Render every line of the rows below as a single JSON list of strings, one string per line, omitting blank lines.
● ● ●
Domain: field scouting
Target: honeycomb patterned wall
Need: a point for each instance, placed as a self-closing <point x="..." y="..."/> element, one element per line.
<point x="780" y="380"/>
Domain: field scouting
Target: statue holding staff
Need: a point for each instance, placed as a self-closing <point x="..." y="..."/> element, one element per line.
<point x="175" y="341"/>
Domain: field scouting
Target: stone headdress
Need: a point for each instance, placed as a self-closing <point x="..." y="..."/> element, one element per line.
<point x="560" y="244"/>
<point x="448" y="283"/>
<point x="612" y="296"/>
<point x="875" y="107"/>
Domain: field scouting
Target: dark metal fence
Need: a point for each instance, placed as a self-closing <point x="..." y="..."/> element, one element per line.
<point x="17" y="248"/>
● ● ●
## [Written reply]
[
  "Domain: field scouting",
  "Target: honeycomb patterned wall",
  "Need: a point for each instance, placed as a self-closing <point x=\"...\" y=\"...\"/> element, one element per line.",
  "<point x=\"780\" y=\"380\"/>",
  "Domain: field scouting",
  "Target: statue holding staff",
  "Need: a point for each instance, placed as a self-closing <point x=\"...\" y=\"...\"/> element, one element per line.",
  "<point x=\"175\" y=\"341\"/>",
  "Domain: field scouting",
  "Target: stone headdress",
  "Need: a point for each instance, placed as a self-closing <point x=\"...\" y=\"...\"/> element, one element per line.",
  "<point x=\"560\" y=\"244\"/>",
  "<point x=\"448\" y=\"283\"/>",
  "<point x=\"612\" y=\"296\"/>",
  "<point x=\"875\" y=\"107\"/>",
  "Domain: field scouting",
  "Target: dark metal fence",
  "Need: a point for each instance, placed as a self-closing <point x=\"...\" y=\"...\"/> element, one element per line.",
  "<point x=\"17\" y=\"248\"/>"
]